_Provided passage_
╭──
# WHAT DID YOU BUY AT MEMORY LANE SWAP MEET IN BICYCLES AND PARTS , LETS SEE THEM



## bicycle larry (May 8, 2021)

WHAT DID YOU GET AT MEMORY LANE SWAP MEET


----------



## John G04 (May 8, 2021)

2 EA horns, some cool badges, henderson downtube decals, torrington 8 pedal blocks, new departure toolbox full of goodies and a sliding rail clamp with good teeth from @stezell  andmy dad bought a cantilever klunker


----------



## bicycle larry (May 8, 2021)

LOVE THE SUFF YOU GOT , THAT TOOL BOX IS SUPER NICE ONE  FROM BICYCLE LARRY


----------



## my560sec (May 9, 2021)

Rear 1937 Circa Comet along with a 1918 Columbia Model 804 Shaft Drive...


----------



## catfish (May 9, 2021)

Didn't buy much. But I sold almost everything I brought with me.  Five bikes, and a lot of parts and badges !!!!!

Thank you everyone !!!!


----------



## JOEL (May 11, 2021)

Valmobile suitcase scooter.


----------



## onecatahula (May 20, 2021)

Parts !


----------



## Norrin (May 21, 2021)

I picked up the coolest bike I've seen in a long time.  Wasn't looking for it but couldn't pass it up.  It's a retired Pittsburgh Police bike and I LOVE IT!!!!!


----------
╰──
_Exercise instructions_
1. Answer these questions using the swap meet thread, one answer per line, marked the same way.
(a) What did JOEL get?
(b) How many bikes did catfish sell?
(c) What kind of bike did Norrin pick up?
2. Summarize the swap meet thread in two sentences.

_Provided material_
╭──
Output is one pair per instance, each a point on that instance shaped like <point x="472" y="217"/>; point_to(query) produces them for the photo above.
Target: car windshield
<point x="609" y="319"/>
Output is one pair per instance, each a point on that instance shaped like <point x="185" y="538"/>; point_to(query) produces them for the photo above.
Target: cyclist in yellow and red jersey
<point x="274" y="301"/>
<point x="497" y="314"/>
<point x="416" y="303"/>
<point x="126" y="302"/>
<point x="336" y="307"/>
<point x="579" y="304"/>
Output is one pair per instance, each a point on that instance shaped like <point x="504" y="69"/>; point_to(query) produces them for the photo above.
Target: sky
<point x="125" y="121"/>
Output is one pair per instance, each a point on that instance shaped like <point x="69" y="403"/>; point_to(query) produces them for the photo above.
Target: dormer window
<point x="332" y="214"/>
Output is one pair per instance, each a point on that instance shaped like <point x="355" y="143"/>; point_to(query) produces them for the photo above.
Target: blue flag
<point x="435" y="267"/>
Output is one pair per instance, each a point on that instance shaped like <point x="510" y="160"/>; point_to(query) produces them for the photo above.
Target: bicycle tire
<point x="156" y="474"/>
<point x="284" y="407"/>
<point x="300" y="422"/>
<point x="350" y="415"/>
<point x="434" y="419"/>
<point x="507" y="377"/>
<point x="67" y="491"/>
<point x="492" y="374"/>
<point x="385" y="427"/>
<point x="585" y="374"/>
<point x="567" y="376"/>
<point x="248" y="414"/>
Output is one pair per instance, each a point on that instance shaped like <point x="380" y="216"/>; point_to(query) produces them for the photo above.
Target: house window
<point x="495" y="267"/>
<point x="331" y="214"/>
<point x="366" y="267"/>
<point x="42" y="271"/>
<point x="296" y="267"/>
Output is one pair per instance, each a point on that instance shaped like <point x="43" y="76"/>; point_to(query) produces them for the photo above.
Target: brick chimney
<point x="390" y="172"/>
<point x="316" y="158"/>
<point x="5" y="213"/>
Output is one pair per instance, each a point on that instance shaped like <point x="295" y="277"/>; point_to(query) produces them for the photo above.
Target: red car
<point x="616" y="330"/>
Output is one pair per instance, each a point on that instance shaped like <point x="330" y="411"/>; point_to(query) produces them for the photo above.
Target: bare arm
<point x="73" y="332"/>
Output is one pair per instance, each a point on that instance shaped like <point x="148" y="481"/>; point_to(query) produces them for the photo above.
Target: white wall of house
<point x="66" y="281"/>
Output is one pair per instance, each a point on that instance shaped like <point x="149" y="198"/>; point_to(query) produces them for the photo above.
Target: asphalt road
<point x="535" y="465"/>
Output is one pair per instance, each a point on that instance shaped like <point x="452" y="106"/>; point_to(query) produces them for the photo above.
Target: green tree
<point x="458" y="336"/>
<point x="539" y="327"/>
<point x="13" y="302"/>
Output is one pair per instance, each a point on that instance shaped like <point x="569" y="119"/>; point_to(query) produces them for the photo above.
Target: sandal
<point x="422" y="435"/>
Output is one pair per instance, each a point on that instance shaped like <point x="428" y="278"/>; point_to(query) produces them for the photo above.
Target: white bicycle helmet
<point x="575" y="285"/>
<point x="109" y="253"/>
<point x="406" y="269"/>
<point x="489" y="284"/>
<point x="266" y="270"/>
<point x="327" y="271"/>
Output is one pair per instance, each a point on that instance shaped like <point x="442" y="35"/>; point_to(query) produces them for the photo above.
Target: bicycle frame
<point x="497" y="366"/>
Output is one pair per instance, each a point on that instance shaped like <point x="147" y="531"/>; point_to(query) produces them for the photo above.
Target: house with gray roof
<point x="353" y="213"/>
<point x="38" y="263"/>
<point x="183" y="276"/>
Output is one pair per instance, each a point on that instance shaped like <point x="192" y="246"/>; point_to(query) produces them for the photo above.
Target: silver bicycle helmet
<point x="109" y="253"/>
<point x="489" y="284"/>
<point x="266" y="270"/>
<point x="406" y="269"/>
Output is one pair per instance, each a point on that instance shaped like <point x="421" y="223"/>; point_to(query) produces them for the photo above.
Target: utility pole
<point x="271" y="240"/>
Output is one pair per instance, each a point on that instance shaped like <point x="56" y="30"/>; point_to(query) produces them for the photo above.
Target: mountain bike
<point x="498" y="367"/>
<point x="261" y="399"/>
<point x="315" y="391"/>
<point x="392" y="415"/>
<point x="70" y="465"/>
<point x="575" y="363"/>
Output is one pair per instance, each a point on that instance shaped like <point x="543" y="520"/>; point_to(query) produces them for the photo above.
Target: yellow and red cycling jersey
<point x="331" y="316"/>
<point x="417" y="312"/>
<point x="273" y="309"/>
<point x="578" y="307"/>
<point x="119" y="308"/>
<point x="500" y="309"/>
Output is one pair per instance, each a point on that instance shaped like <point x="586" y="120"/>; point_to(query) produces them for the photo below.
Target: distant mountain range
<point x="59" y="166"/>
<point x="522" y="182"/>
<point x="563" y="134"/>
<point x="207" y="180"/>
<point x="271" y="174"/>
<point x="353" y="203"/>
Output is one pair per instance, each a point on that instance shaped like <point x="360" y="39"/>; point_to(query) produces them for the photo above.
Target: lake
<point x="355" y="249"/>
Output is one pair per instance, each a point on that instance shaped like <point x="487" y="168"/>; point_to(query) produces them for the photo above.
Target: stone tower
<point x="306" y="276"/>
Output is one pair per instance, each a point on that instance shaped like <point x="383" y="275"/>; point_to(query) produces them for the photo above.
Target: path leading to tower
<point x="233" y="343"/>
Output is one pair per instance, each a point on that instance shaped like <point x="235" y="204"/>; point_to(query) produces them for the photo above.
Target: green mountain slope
╰──
_Answers to the exercises_
1.
(a) A Valmobile suitcase scooter.
(b) Five bikes.
(c) A retired Pittsburgh Police bike.

2. Posters listed what they got at the Memory Lane swap meet, including horns, badges, Henderson downtube decals, a New Departure toolbox, a 1918 Columbia Model 804 Shaft Drive, a Valmobile suitcase scooter, and a retired Pittsburgh Police bike. One poster, catfish, bought little but sold almost everything brought along, including five bikes and many parts and badges.